Description of the task - Write the entries below out again in full. Match every character.

*** Information given

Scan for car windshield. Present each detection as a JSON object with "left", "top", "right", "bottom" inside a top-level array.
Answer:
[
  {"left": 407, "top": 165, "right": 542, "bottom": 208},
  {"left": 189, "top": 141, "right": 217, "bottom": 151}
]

******

Solution to this exercise -
Scan for car windshield. Present each detection as a JSON object with "left", "top", "right", "bottom" inside a top-level array.
Answer:
[
  {"left": 407, "top": 165, "right": 542, "bottom": 208},
  {"left": 189, "top": 141, "right": 217, "bottom": 151}
]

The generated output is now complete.